* _The problem_: Print verbatim the lines of the entries from the one containing "Shelf-audit task: drop a dot on every instance of the white" to the last, inclusive, and no others.

★ ★ ★

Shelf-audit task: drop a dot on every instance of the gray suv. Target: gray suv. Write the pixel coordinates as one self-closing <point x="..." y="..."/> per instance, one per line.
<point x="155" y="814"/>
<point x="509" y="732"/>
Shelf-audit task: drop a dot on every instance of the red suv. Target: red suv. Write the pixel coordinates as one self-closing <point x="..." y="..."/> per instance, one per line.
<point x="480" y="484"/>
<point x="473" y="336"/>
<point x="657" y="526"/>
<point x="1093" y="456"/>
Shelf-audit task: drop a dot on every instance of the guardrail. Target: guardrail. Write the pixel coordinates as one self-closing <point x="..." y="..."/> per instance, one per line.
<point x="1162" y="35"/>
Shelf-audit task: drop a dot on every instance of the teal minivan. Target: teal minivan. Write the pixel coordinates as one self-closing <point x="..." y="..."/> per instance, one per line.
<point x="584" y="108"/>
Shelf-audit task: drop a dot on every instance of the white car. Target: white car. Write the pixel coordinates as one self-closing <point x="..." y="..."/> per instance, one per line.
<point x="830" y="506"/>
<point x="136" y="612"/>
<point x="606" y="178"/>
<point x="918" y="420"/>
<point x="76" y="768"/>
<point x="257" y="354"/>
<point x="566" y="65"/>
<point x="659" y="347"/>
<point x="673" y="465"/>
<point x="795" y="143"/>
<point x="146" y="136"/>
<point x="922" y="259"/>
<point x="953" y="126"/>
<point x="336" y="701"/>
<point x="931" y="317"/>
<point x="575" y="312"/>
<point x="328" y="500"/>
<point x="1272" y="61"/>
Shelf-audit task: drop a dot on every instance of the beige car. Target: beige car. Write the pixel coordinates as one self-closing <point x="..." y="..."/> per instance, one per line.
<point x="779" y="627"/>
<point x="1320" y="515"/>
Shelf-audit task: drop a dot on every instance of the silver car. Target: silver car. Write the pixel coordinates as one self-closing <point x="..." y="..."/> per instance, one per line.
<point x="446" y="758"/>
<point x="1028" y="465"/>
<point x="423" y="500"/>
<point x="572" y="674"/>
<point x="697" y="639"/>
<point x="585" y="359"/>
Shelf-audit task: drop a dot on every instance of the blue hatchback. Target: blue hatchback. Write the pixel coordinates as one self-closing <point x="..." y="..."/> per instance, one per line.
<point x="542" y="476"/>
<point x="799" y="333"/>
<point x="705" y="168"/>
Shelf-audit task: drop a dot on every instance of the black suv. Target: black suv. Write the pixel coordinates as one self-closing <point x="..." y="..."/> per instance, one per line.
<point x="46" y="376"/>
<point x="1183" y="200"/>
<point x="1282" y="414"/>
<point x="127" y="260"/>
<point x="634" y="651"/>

★ ★ ★

* _Full response_:
Shelf-audit task: drop a dot on every instance of the white car. Target: white car. Write the pixel coordinates as one self-closing <point x="..." y="..."/> per instance, one per line.
<point x="830" y="506"/>
<point x="136" y="612"/>
<point x="606" y="178"/>
<point x="918" y="420"/>
<point x="76" y="768"/>
<point x="257" y="354"/>
<point x="566" y="65"/>
<point x="659" y="347"/>
<point x="673" y="465"/>
<point x="795" y="143"/>
<point x="146" y="136"/>
<point x="922" y="259"/>
<point x="953" y="126"/>
<point x="336" y="701"/>
<point x="931" y="317"/>
<point x="575" y="312"/>
<point x="328" y="500"/>
<point x="1272" y="61"/>
Shelf-audit task: drop a dot on every instance of the beige car. Target: beige car. Write the pixel coordinates as one self-closing <point x="..." y="..."/> per instance, one per line.
<point x="779" y="627"/>
<point x="1320" y="515"/>
Shelf-audit task: drop a dot on every instance of the silver car. Target: silver car. Write the pixel coordinates as one self-closing <point x="..." y="..."/> per instance, one per line.
<point x="446" y="758"/>
<point x="1028" y="465"/>
<point x="423" y="500"/>
<point x="572" y="674"/>
<point x="697" y="639"/>
<point x="585" y="359"/>
Shelf-audit task: drop a dot on every instance of the blue hatchback. Target: blue hatchback. Write the pixel coordinates as one self-closing <point x="..." y="..."/> per instance, one per line.
<point x="542" y="476"/>
<point x="799" y="333"/>
<point x="705" y="168"/>
Shelf-audit task: drop a dot on every instance of the black suv. Target: black suv. Write the pixel coordinates as one self-closing <point x="..." y="..."/> per instance, one per line.
<point x="46" y="376"/>
<point x="1183" y="200"/>
<point x="1282" y="414"/>
<point x="127" y="260"/>
<point x="634" y="651"/>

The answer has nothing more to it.